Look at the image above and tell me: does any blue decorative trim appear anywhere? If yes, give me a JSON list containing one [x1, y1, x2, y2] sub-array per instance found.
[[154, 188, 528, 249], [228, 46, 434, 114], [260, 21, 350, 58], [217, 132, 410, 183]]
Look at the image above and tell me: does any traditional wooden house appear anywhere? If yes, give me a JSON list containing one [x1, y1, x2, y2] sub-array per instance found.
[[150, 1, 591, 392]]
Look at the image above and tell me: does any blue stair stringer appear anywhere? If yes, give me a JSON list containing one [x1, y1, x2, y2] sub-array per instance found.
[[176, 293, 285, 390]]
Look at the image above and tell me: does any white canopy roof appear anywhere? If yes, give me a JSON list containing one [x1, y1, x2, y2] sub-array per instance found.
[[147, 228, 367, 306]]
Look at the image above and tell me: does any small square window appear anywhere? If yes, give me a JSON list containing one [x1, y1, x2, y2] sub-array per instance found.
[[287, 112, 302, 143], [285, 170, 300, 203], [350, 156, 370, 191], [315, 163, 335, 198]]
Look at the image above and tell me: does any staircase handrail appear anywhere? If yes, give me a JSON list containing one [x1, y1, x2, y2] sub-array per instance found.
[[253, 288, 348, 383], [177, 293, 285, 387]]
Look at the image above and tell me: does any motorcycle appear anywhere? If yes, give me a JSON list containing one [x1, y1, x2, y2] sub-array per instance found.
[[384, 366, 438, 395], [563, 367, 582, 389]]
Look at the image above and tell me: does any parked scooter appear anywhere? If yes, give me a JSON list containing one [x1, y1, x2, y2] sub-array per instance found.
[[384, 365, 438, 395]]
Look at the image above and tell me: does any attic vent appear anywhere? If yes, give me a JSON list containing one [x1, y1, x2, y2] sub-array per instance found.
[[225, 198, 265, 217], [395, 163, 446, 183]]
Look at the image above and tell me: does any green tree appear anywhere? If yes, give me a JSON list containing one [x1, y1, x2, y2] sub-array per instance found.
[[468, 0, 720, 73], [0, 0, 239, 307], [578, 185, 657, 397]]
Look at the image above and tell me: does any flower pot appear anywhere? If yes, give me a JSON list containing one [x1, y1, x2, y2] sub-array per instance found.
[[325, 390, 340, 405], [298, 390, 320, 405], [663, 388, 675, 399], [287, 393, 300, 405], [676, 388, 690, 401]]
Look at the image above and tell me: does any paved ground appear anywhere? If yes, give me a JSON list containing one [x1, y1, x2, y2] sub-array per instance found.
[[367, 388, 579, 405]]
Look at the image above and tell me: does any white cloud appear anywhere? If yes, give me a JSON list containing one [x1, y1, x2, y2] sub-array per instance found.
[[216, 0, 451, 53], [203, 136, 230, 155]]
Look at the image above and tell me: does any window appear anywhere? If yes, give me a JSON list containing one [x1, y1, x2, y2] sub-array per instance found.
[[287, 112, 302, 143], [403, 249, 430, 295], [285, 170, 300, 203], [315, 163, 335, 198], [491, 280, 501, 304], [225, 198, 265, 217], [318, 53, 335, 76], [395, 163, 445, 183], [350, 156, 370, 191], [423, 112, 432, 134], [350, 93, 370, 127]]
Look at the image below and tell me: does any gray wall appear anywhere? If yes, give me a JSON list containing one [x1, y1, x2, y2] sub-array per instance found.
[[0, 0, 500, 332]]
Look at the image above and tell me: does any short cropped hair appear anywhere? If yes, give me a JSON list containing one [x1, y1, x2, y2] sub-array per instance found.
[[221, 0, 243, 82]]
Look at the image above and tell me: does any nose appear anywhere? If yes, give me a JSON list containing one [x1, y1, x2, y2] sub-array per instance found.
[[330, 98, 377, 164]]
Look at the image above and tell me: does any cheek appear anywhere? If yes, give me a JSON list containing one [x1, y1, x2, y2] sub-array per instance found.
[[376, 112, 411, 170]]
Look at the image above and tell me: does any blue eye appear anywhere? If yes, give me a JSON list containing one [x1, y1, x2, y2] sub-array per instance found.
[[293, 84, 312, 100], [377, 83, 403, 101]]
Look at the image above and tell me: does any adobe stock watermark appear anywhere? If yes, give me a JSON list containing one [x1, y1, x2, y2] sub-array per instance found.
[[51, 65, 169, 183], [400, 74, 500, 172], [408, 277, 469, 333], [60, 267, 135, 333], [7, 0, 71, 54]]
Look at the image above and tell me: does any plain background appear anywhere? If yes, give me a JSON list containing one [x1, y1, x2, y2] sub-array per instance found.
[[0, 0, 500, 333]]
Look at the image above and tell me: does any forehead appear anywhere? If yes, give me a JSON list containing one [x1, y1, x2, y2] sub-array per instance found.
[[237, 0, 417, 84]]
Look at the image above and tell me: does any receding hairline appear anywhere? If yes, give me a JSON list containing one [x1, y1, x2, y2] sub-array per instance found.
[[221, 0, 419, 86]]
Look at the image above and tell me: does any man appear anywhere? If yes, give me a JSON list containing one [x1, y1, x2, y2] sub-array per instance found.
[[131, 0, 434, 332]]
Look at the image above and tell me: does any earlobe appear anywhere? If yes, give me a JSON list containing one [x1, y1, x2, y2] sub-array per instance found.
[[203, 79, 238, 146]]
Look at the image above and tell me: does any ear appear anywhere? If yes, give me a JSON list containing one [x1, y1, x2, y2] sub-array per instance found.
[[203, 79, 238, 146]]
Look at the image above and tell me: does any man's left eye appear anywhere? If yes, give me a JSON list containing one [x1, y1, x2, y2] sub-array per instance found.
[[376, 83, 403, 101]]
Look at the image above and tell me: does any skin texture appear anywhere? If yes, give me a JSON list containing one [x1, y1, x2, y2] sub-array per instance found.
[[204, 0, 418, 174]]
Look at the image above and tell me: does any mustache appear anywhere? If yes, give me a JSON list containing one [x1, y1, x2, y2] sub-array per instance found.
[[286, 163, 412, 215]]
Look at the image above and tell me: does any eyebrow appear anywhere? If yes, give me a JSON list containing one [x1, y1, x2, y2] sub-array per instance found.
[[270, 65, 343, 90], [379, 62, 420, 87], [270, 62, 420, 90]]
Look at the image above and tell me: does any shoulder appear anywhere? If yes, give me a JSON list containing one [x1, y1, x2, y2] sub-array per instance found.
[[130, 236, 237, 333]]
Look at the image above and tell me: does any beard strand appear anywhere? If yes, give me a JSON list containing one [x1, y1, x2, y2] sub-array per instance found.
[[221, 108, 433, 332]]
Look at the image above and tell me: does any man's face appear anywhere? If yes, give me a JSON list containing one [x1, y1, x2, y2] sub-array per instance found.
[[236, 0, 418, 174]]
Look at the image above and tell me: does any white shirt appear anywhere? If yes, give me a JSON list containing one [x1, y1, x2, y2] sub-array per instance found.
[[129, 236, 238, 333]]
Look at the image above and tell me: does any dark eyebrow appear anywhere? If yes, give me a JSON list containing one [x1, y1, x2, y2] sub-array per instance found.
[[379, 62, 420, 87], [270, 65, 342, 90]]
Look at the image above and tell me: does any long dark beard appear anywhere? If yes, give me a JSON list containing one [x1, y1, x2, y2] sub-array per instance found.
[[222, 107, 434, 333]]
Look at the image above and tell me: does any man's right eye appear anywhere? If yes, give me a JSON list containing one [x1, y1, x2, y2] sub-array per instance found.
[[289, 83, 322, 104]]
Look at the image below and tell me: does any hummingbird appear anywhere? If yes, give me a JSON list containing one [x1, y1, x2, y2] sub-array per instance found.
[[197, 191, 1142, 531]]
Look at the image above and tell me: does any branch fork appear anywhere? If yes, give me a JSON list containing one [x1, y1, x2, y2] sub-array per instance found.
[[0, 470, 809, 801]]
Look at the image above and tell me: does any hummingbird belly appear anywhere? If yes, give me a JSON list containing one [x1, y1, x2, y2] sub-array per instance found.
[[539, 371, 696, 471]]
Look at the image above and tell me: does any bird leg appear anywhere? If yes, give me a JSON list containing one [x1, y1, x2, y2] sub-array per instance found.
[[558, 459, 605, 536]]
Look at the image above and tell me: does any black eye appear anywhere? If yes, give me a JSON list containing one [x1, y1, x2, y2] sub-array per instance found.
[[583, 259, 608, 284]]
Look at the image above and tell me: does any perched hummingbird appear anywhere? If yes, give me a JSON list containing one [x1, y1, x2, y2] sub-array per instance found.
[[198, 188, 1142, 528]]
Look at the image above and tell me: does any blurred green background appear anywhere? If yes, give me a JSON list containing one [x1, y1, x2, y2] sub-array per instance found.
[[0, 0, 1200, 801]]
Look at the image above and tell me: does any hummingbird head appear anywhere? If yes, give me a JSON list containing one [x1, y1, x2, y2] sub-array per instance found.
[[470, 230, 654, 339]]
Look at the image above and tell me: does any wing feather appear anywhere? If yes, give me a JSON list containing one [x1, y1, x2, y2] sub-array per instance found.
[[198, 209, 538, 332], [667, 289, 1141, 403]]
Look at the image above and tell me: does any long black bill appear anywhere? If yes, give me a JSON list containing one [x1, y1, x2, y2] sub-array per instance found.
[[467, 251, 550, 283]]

----------

• _YOUR GOAL_
Repeat the lines word for word, starting at the line that contains "Look at the image above and tell me: does any dark" and ending with the line that contains "[[197, 191, 1142, 531]]".

• _OUTPUT_
Look at the image above and tell me: does any dark eyebrow appear anywhere? If yes, give me a JSON list containing one [x1, y1, x2, y2] sub-array per instance found.
[[379, 62, 420, 87], [270, 65, 342, 90]]
Look at the image above and tell me: does any long dark beard appear anywhere? If yes, give me a JSON list containing one [x1, y1, x2, y2] sub-array per instance found.
[[222, 107, 434, 333]]
Look at the image above and tell me: does any man's right eye appear anywhere? If yes, give me a JSON list containing one [x1, y1, x2, y2] sub-array per instance found.
[[289, 83, 322, 104]]
Look at the image below and tell me: does any hummingbird appear anywhere? If yes, give me a JSON list containing one [x1, y1, x2, y2] sub-array per instance found.
[[197, 191, 1142, 531]]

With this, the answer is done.